Text extract:
○ ○ ○ ○
Self-confidence and Self-esteem
 
  • Ensure that key practitioners offer extra support to children in new situations.
  • Create positive relationships with parents by listening to them and offering information and support.
  • Encourage children to talk about their own home and community life, and to find out about other children's experiences. Ensure that children learning English as an additional language have opportunities to express themselves in their home language some of the time.
  • Anticipate the best from each child, and be alert for evidence of their strengths.
Making Relationships
 
  • Establish routines with predictable sequences and events.
  • Encourage children to choose to play with a variety of friends, so that everybody in the group experiences being included.
  • Prepare children for changes that may occur in the routine.
  • At the start of the day, talk to the children about what you're going to do, the people they will see and the places they will visit. Remind them at the end of the day what they have done.
○ ○ ○ ○
Stored data:
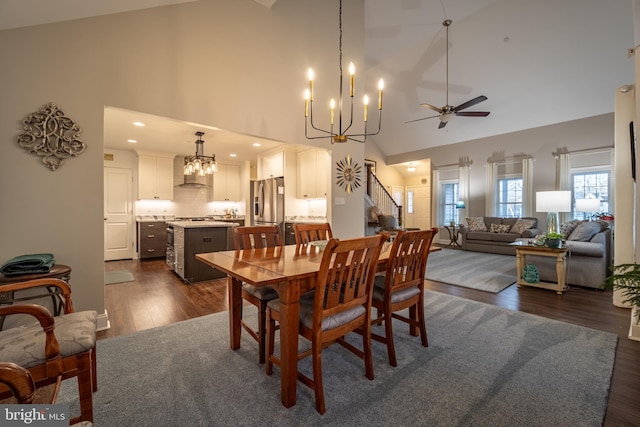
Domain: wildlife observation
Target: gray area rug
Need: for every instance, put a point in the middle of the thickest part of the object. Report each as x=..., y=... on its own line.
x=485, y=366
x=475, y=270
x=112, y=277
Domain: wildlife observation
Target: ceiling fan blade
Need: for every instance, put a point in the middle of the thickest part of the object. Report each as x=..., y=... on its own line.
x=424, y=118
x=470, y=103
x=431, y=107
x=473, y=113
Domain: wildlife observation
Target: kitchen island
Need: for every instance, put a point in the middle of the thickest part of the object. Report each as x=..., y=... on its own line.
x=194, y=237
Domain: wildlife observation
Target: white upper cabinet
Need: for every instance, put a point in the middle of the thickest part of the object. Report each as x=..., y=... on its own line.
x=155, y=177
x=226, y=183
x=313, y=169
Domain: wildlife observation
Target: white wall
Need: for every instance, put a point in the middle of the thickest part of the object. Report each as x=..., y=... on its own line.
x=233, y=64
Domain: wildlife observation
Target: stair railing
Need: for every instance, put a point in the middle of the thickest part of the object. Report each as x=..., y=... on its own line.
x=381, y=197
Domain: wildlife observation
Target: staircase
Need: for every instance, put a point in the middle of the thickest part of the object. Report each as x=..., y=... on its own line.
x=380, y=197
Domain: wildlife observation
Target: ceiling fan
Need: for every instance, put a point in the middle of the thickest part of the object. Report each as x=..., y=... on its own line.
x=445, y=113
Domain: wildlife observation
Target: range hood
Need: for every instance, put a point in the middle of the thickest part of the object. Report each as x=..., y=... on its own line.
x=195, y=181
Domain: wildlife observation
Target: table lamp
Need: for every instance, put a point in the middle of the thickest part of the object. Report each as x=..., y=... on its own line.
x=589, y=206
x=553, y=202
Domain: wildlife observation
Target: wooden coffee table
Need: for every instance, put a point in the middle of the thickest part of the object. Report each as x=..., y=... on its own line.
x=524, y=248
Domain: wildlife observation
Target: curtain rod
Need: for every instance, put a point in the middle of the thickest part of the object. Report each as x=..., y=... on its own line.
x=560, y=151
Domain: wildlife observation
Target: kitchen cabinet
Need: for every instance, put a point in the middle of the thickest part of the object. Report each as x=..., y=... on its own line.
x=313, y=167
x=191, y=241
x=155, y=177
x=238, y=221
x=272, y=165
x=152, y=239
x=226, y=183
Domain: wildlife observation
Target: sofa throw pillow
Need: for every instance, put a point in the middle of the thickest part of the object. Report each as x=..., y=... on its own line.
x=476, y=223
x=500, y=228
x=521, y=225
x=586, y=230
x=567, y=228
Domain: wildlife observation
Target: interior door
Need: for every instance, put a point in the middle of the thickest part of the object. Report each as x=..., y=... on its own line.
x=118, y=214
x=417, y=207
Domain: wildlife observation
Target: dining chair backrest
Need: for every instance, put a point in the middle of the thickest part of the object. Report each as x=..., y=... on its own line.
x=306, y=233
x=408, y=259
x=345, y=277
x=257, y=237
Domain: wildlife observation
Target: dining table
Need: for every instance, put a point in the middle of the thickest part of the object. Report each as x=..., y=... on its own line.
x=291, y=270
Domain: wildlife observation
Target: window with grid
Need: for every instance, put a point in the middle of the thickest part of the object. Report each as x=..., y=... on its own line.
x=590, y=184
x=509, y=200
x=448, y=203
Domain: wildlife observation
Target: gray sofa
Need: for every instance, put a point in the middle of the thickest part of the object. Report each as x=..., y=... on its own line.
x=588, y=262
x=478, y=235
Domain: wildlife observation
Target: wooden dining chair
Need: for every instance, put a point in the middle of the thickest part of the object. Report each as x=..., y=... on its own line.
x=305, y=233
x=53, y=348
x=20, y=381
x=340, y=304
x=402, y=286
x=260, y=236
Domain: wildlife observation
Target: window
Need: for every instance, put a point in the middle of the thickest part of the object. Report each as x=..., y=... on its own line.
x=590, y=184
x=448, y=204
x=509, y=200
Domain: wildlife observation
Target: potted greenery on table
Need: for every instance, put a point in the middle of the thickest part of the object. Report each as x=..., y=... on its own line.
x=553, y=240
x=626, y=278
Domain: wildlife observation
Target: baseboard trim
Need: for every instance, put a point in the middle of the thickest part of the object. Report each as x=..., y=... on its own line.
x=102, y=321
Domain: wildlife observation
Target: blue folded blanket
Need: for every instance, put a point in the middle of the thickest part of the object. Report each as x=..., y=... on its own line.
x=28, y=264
○ ○ ○ ○
Direction 1: According to the early years guidance, what should practitioners talk to children about at the start of the day?
Direction 2: Say whether each statement agrees with the early years guidance, and quote the deciding words for each. (a) Children learning English as an additional language should sometimes be able to express themselves in their home language. (b) Practitioners should build relationships with parents mainly by sending them written reports. (c) Children should be prepared for changes in the routine.
Direction 3: Rewrite the item in the early years guidance that begins "Encourage children to talk about" more briefly, keeping its main points.

Worked solution 1: What they are going to do, the people they will see and the places they will visit.

Worked solution 2:
(a) Yes: "Ensure that children learning English as an additional language have opportunities to express themselves in their home language some of the time."
(b) No: "Create positive relationships with parents by listening to them and offering information and support."
(c) Yes: "Prepare children for changes that may occur in the routine."

Worked solution 3: Have children share their own home and community life and learn about other children's experiences. Let children learning English as an additional language sometimes express themselves in their home language.